• **Questions**
(1) Rewrite the paragraph beginning "Poland is part of the Palearctic realm" from the passage on Poland's ecoregions as a short list, keeping its main facts.
(2) Write a continuation of the passage on Poland's ecoregions, picking up after its last sentence.

• **Source passage**
○ ○ ○

Poland is part of four terrestrial ecoregions, one freshwater ecoregion, and one marine ecoregion.

These ecoregions are defined by the World Wide Fund for Nature (WWF) and its partners, which include the European Environment Agency (EEA).

==Terrestrial==
Poland is part of the Palearctic realm, one of the eight biogeographic realms that cover the Earth's land surface. Poland has a humid temperate climate, and falls within two terrestrial biomes, temperate broadleaf and mixed forests and temperate coniferous forests.

Most of Poland's natural vegetation is deciduous woodlands of the temperate broadleaf and mixed forests biome. Poland has three temperate broadleaf and mixed forest ecoregions:
- The Central European mixed forests ecoregion covers the largest portion of Poland, spanning from Lithuania to Romania, and from Germany to western Russia.
- Northwestern Poland is in the Baltic mixed forests ecoregion, which also includes the Baltic Sea coastal regions of northeastern Germany, eastern Denmark, and southern Sweden.
- The Western European broadleaf forests ecoregion extends into southwestern Poland (PA0445), covering the Polish portion of the Sudetes mountains.

The southeastern portion of Poland, lying in the Carpathian Mountains, is within the Carpathian montane conifer forests ecoregion, part of the temperate coniferous forests biome.

==Freshwater==
Poland is part of the Central & Western Europe freshwater ecoregion. It encompasses the rivers and streams of western and central Europe between the North and Baltic seas to the north, and the Alps and Carpathian Mountains to the south.

==Marine==
Poland's coastal waters are in the Baltic Sea marine ecoregion. It is part of the Temperate Northern Atlantic marine realm.

○ ○ ○

Source data
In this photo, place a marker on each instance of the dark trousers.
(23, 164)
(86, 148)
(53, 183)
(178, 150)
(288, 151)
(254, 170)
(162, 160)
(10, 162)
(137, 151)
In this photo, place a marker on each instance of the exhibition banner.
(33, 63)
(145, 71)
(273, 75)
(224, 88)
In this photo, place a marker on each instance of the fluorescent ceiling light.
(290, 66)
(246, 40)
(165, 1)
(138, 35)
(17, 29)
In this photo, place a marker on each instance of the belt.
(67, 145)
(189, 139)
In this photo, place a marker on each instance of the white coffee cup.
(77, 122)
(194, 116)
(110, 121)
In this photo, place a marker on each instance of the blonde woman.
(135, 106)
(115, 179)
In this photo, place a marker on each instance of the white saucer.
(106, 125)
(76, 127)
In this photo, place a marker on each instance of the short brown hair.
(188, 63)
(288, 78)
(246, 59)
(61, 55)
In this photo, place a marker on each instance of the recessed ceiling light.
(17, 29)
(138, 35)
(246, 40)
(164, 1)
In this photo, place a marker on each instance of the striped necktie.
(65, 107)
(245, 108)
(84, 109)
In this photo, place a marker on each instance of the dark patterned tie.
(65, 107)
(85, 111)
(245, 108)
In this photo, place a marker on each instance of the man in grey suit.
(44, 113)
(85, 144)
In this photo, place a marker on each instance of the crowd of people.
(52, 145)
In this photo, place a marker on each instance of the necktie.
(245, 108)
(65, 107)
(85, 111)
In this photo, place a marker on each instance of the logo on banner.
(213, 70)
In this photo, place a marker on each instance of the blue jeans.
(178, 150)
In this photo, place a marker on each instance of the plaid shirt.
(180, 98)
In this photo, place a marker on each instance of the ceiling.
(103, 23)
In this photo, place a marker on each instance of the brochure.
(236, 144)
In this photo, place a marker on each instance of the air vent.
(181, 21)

○ ○ ○

• **Answers by item number**
(1)
- Poland lies in the Palearctic realm, one of eight biogeographic realms covering Earth's land surface.
- Its climate is humid temperate.
- It falls within two terrestrial biomes: temperate broadleaf and mixed forests, and temperate coniferous forests.

(2)
==The World Wide Fund for Nature in Poland==
The WWF is an international non-governmental organization (NGO) working on issues regarding the conservation, research and protection of the environment. A branch of the World Wide Fund has operated in Poland since the early 1990s. In 1993, the WWF Polska succeeded in the creation of the Biebrza National Park followed in 1998 by the opening of its first permanent office in Białystok, which led to the creation of additional protected areas including Ujście Warty Landscape Park, Krzesin Landscape Park and the Muskau Park (Mużakowski Park Krajobrazowy, added to UNESCO World Heritage List in 2004). In 2000, the new permanent office in Warsaw became the headquarters of the foundation. An additional branch was set up in Wrocław which helped create the Ujście Warty National Park in 2001. The next year, WWF Poland petitioned the government into signing the Kyoto Protocol. In 2004 it organized a campaign against the illegal trade in endangered species resulting in new laws enacted by Polish Parliament, and in 2008 caused the cancellation of the Via Baltica expressway across the Rospuda valley. In recent years, WWF Polska volunteers removed the estimated 20 tons of abandoned nets from the Baltic sea, among numerous other projects.